- [WORK REQUEST]: Continue the article about the new brain cancer drug, picking up after its last sentence.

++++ PASSAGE TO READ

New Drug Could Change Brain Cancer Treatment


His family rushed him to the hospital. A brain tumor was found. The surgeons were going to take it out with the help of an investigational drug.

"Well, they said that it was experimental, a trial thing, they said how good it worked," remarked the patient's wife, Lillian Rotella.

He had a tumor called a glioblastoma, a brain cell cancer with a typical life expectancy with treatment of only one to two years.

While the biggest part of the tumor is quite apparent, there are often tentacle-like extensions that don't show up to the naked eye or even on MRI scans.

A technique approved in Europe helps doctors find these tentacles. Surgeons at Allegheny General Hospital trained with the pioneering surgeon from Germany to learn this new technique.

AGH is just one of four medical centers in the country with a research protocol using this special drug specifically for this type of brain cancer.

Three hours before surgery, patients take a drug by mouth called amino levulinic acid or ALA.

It goes into the rapidly dividing cancer cells and gets turned into a substance that lights up. This doesn't happen in normal tissue. In ultraviolet light, all the areas of the cancer, obvious and unobvious, light up red.

The surgeons cut until all the red is gone, as long as they aren't getting too close to crucial parts of the brain that control language, speech, movement and sensation. Instead of getting 90 percent of the tumor the ordinary way, the ALA helps them get 5 percent more.

++++++++
++++ INFORMATION SHOWN

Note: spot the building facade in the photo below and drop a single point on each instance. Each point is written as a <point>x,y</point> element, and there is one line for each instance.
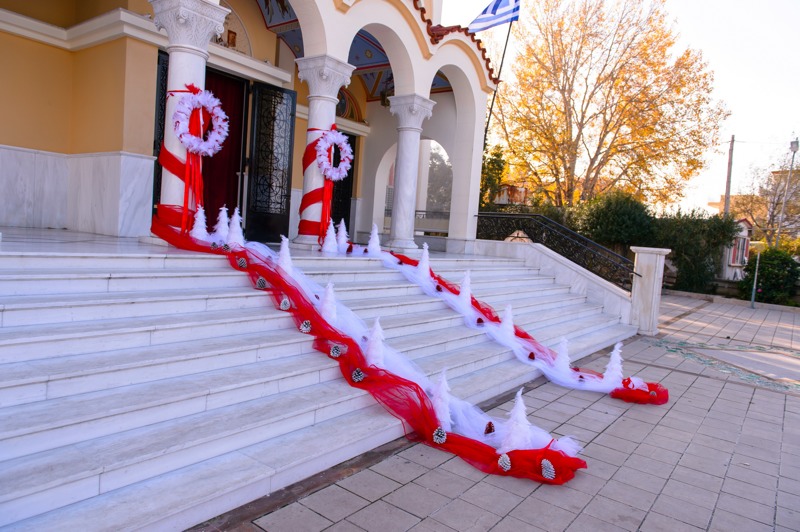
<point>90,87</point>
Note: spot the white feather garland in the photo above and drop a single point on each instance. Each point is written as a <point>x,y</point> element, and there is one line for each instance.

++++++++

- [TASK RESULT]:
"So far, all the cases we did we have above 95 percent resection, which is the best you can achieve with this type of tumor," says AGH neurosurgeon Dr. .

"Dozens of specimens which have glowed, which look perfectly normal under the surgical microscope, stuff that I would have left there, two months ago before I had this drug, all are tumor. Even stuff that doesn't show up on the MRI," AGH neurosurgeon Dr. Quigley emphatically testifies.

It only seems to work for certain brain tumors. Slow growing and highly malignant tumors won't glow.

Every patient still gets the customary radiation and chemotherapy after surgery. The more tumor taken out, the better patients do.

"This is great, everything went well, they got more of the tumor out than they expected to, and just looked forward to what would happen next," says Lillian.

AGH has FDA approval to do 50 cases with ALA. The drug is being studied for safety and for how well it works.

The only issue has been some mild and temporary liver abnormalities. The doctors guess it will be at least five to seven years before ALA gets through the whole approval process.